----- Extrait choisi
Débouté les sociétés Elyseum et DF de leur exception de nullité de l'assignation,
Dit l'assignation conforme,
Débouté la société Elyseum de sa demande de mise hors de cause,
Pris acte de la résiliation du contrat intervenue avant son terme,
Condamné solidairement les sociétés DF et Elyseum à payer à la société Start Sécurité la somme de 74 649,60 euros TTC, somme correspondant à la différence entre le montant total du contrat du 18 septembre 2016 au 18 septembre 2018 (186 624 euros TTC soit 7 776 euros par mois) et le montant compris entre 31 décembre 2017 et le 18 septembre 2018 soit 9 mois et 18 jours, avec intérêts au taux légal à compter du 26 mars 2018,
Condamné solidairement les sociétés DF et Elyseum à payer à la société Start Sécurité la somme de 15 000 euros au titre de leur responsabilité extra contractuelle,
Débouté les parties du surplus de leurs demandes,
Condamné solidairement les sociétés DF et Elyseum à payer à la société Start Sécurité la somme de 2 500 euros sur le fondement des dispositions de l'article 700 du code de procédure civile,
Condamné solidairement les sociétés DF et Elyseum aux dépens.
Les sociétés DF et Elyseum ont interjeté appel de cette décision.
Par arrêt en date du 7 avril 2020, la première présidente de la présente cour a rejeté la demande de suspension de l'exécution provisoire présentée par les sociétés DF et Elyseum, rejeté la demande de consignation et de constitution de garantie ainsi que la demande reconventionnelle de la société Start Sécurité en radiation de l'appel.
----------
Consignes de travail:
A. Dans l'extrait de décision de justice, quelle est la date de l'arrêt de la première présidente ?
B. Relevez toutes les sommes que les sociétés DF et Elyseum sont condamnées à payer à la société Start Sécurité dans l'extrait de décision de justice.
C. Écrivez la suite de l'extrait de décision de justice, après sa dernière phrase.
----- Liste des données
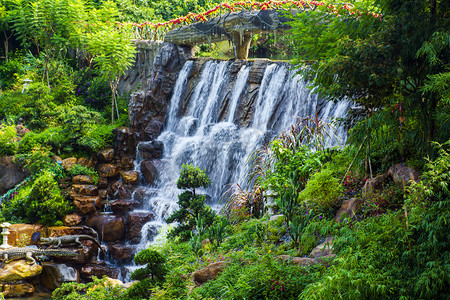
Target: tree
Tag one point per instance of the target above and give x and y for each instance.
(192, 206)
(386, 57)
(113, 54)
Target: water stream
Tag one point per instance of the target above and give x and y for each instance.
----------
----- Liste des données
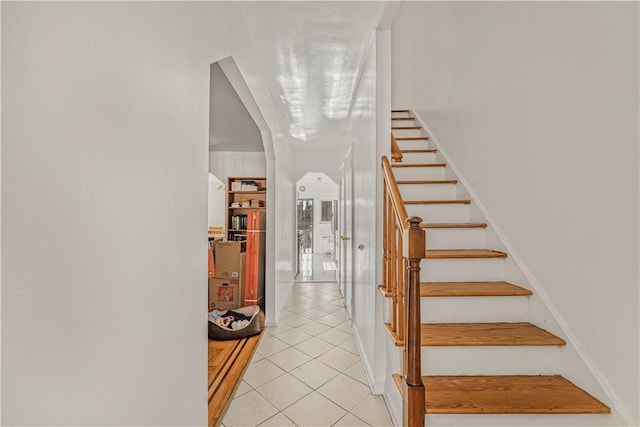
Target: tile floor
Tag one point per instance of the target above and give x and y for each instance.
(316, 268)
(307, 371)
----------
Corrigé de l'exercice:
A. Le 7 avril 2020.

B. 74 649,60 euros TTC ; 15 000 euros ; 2 500 euros.

C.
Aux termes de ses conclusions en date du 1er juillet 2020, auxquelles il est expressément renvoyé pour l'exposé des moyens, la société Elyseum demande à la cour de :
Vu les articles 56 et 455 du code de procédure civile,
Vu les articles L. 420-1 et s. et L. 442-6 du code de commerce,
Vu les articles 1103, 1212, 1193 du code civil,
Vu les pièces versées aux débats,
Déclarer la société Elyseum Advisory recevable en son appel et l'y déclarer bien fondée,
A titre principal,
Prononcer la nullité de l'assignation délivrée le 28 mars 2018 par la société Start Sécurité sur le fondement de l'article 56 du code de procédure civile,
Annuler le jugement déféré, le tribunal n'ayant pas été régulièrement saisi,
A titre subsidiaire,
Annuler le jugement du tribunal de commerce de Thonon les Bains en date du 6 novembre 2019, celui ci étant incompétent rationae materiae en l'espèce,
En tant que de besoin, le réformer et déclarer la demande de la Sté Start Sécurité portée devant le tribunal de commerce de Thonon les Bains irrecevable,
Très subsidiairement,
Réformer le jugement déféré en ce qu'il a :
- débouté la concluante de sa demande d'exception de nullité,
- débouté la concluante de sa demande de mise hors de cause,
- pris acte de la résiliation du contrat avant son terme,
- condamné la Société Elyseum Advisory à payer à la société Start Sécurité les sommes de 74 649,60 euros TTC d'une part, et de 15 000 euros d'autre part, outre la somme de 2 500 euros au titre de l'article 700 du code de procédure civile et les dépens,
- débouté la concluante de sa demande de condamnation de la société Start Sécurité à lui payer une somme de 15 000 euros à titre de dommages et intérêts,
Statuant à nouveau,
Prononcer la mise hors de cause de la société Elyseum Advisory,
Débouter la société Start Sécurité de l'ensemble de ses demandes fins, et conclusions et, notamment, de toute ses demandes d'indemnisation, comme étant totalement injustifiées, tant sur le principe que dans leur quantum,
En tout état de cause,
Déclarer irrecevable l'appel en garantie de la Société DF à l'encontre de la Société Elyseum Advisory,
Condamner la société Start Sécurité à payer à la concluante une somme de 15 000 euros pour procédure abusive,
Condamner la société Start Sécurité à payer à la concluante une somme de 10 000 euros au titre de l'article 700 du code de procédure civile et la condamner aux dépens.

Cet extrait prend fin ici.